Extract all records. Keep each one exact.

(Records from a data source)
------------------------

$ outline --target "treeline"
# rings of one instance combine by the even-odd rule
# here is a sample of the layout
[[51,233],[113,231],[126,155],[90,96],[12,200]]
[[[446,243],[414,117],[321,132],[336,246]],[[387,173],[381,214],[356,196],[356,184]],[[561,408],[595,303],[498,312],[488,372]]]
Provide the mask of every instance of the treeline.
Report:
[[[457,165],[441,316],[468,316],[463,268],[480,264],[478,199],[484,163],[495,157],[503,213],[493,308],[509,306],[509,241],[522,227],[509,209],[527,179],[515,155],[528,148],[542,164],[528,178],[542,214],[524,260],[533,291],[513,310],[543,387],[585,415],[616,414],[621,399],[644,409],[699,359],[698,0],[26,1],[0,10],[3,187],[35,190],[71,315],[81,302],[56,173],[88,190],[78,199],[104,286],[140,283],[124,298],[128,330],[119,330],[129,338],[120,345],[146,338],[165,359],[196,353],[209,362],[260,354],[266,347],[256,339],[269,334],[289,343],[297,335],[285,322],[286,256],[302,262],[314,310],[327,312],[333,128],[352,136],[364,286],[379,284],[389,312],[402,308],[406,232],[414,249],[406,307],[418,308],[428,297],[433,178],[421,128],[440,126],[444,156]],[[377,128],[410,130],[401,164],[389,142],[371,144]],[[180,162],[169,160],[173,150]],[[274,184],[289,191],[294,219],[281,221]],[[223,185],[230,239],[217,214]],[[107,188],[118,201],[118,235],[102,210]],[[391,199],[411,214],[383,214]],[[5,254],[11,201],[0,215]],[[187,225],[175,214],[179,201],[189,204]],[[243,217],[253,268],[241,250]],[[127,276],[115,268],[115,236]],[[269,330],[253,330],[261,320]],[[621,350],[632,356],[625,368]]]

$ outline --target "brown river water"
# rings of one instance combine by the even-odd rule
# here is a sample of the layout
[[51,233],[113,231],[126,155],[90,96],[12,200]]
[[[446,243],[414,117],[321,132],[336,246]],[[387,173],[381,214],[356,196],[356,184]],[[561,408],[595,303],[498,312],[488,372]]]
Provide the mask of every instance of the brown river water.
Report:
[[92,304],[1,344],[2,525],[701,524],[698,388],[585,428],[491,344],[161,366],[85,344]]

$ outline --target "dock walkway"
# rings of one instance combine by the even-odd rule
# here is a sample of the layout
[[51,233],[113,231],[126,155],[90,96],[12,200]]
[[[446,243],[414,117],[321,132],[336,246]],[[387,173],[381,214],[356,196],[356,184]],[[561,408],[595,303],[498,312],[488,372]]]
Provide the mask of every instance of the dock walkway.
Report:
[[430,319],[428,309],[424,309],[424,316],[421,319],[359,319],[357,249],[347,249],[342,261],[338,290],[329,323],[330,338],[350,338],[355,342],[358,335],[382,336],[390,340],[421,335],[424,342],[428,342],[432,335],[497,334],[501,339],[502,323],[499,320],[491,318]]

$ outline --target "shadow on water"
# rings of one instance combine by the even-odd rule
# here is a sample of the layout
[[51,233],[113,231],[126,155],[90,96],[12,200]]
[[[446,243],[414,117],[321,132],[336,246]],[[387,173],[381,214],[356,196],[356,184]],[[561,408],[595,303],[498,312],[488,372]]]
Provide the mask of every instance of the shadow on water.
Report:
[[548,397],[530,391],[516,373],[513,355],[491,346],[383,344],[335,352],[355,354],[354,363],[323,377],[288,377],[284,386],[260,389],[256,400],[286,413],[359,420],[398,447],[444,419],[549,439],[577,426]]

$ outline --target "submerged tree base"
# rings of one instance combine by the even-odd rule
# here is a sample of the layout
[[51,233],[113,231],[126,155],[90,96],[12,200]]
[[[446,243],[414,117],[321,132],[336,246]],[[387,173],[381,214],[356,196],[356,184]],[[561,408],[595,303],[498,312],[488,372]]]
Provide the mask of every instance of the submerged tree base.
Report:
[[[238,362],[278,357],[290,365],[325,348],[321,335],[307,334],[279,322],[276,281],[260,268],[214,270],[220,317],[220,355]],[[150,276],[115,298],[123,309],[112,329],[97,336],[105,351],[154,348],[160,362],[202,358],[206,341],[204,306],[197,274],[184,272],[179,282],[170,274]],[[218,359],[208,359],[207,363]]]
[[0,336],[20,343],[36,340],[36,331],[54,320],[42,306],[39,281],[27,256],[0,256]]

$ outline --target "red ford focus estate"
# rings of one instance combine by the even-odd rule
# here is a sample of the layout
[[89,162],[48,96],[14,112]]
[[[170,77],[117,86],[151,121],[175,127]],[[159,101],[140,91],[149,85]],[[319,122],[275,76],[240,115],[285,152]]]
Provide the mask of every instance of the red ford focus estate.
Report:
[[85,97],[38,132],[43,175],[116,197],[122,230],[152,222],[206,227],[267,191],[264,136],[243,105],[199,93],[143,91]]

------------------------

(TASK OUTPUT):
$ outline --target "treeline"
# rings of one instance combine by the even-odd rule
# here is a sample of the layout
[[51,233],[113,231],[126,155],[90,96],[12,200]]
[[[446,243],[414,117],[321,132],[336,246]],[[387,173],[381,214],[356,196],[356,184]],[[561,408],[595,303],[498,312],[488,372]]]
Provide the mask of every instance of the treeline.
Report:
[[[457,165],[441,316],[468,316],[463,268],[480,264],[478,199],[484,163],[495,157],[503,213],[493,308],[509,306],[509,241],[522,227],[509,209],[527,179],[515,155],[528,148],[542,164],[528,178],[542,214],[524,260],[533,291],[513,310],[543,387],[585,415],[616,414],[621,399],[644,409],[699,359],[698,0],[26,1],[0,10],[3,187],[35,190],[71,315],[81,302],[56,173],[88,190],[78,199],[104,286],[140,283],[124,298],[128,330],[119,330],[129,338],[120,345],[146,338],[165,359],[196,353],[209,362],[260,354],[266,347],[256,339],[269,334],[289,343],[297,335],[285,322],[286,256],[302,262],[314,310],[327,312],[333,128],[352,136],[364,286],[379,284],[389,312],[402,308],[406,232],[414,249],[406,307],[418,308],[428,297],[433,178],[421,128],[440,126],[444,156]],[[377,128],[410,130],[401,164],[389,142],[371,144]],[[180,162],[169,160],[173,150]],[[274,184],[289,191],[294,219],[281,221]],[[223,185],[230,239],[217,214]],[[107,188],[118,201],[118,235],[102,210]],[[391,199],[411,214],[383,214]],[[5,254],[11,201],[0,215]],[[187,225],[175,214],[179,201],[189,204]],[[243,217],[253,268],[241,250]],[[127,276],[115,268],[115,236]],[[269,330],[253,330],[261,320]],[[621,350],[632,356],[625,368]]]

$ outline --target "brown river water"
# rings of one instance combine by the even-odd rule
# here is a sample of the layout
[[51,233],[113,231],[126,155],[90,96],[12,200]]
[[[446,243],[414,117],[321,132],[336,246]],[[387,173],[381,214],[356,196],[356,184]],[[561,408],[595,303],[498,312],[488,372]]]
Provide the mask of every instance of the brown river water.
Report:
[[92,304],[1,344],[2,525],[701,524],[698,388],[585,428],[491,344],[161,366],[85,344]]

$ outline --target "dock walkway"
# rings of one instance combine by the even-odd rule
# here is a sample of the layout
[[51,233],[113,231],[126,155],[90,96],[12,200]]
[[[446,243],[414,117],[321,132],[336,246]],[[387,173],[381,214],[356,196],[356,184]],[[561,408],[595,303],[498,312],[488,372]]]
Provide the mask of every instance of the dock walkway.
Report:
[[430,319],[428,309],[424,309],[424,316],[421,319],[359,319],[357,249],[347,249],[342,261],[338,290],[329,323],[330,338],[350,338],[355,342],[358,335],[382,336],[390,340],[421,335],[424,342],[428,342],[432,335],[497,334],[501,339],[502,323],[499,320],[491,318]]

$ outline --target "shadow on water"
# rings of one instance combine by the even-odd rule
# here is a sample of the layout
[[51,233],[113,231],[126,155],[90,96],[12,200]]
[[[446,243],[414,117],[321,132],[336,246]],[[387,173],[381,214],[356,196],[356,184]],[[561,408],[595,303],[498,312],[488,372]]]
Provide the mask of every instance of the shadow on water.
Report:
[[548,397],[530,391],[516,373],[513,355],[491,346],[383,344],[335,352],[355,354],[354,363],[323,377],[288,377],[284,386],[260,389],[256,400],[286,413],[359,420],[398,447],[444,419],[549,439],[577,426]]

$ outline --target "submerged tree base"
# rings of one instance combine by the even-odd rule
# here is a sample of the layout
[[51,233],[113,231],[126,155],[90,96],[12,200]]
[[[446,243],[414,117],[321,132],[336,246]],[[387,173],[381,214],[356,196],[356,184]],[[561,408],[595,303],[498,312],[488,372]]]
Provide the mask of every instance of the submerged tree base.
Report:
[[[238,362],[278,357],[290,365],[325,348],[321,335],[307,334],[279,322],[276,281],[260,268],[214,270],[220,317],[220,355]],[[150,276],[115,298],[123,309],[112,329],[97,336],[105,351],[154,348],[160,362],[202,358],[206,341],[204,306],[197,274],[184,272],[179,282],[170,274]],[[218,359],[208,359],[207,363]]]
[[0,336],[20,343],[36,340],[36,331],[54,320],[42,306],[39,281],[27,256],[0,256]]

$ outline --target "red ford focus estate"
# rings of one instance combine by the even-odd rule
# here is a sample of the layout
[[89,162],[48,96],[14,112]]
[[[170,77],[117,86],[151,121],[175,127]],[[159,101],[140,91],[149,85]],[[319,122],[275,76],[240,115],[285,152]]]
Provide the mask of every instance of the red ford focus estate.
Report:
[[85,97],[38,132],[43,175],[116,197],[122,230],[152,222],[206,227],[267,191],[264,136],[243,105],[199,93],[143,91]]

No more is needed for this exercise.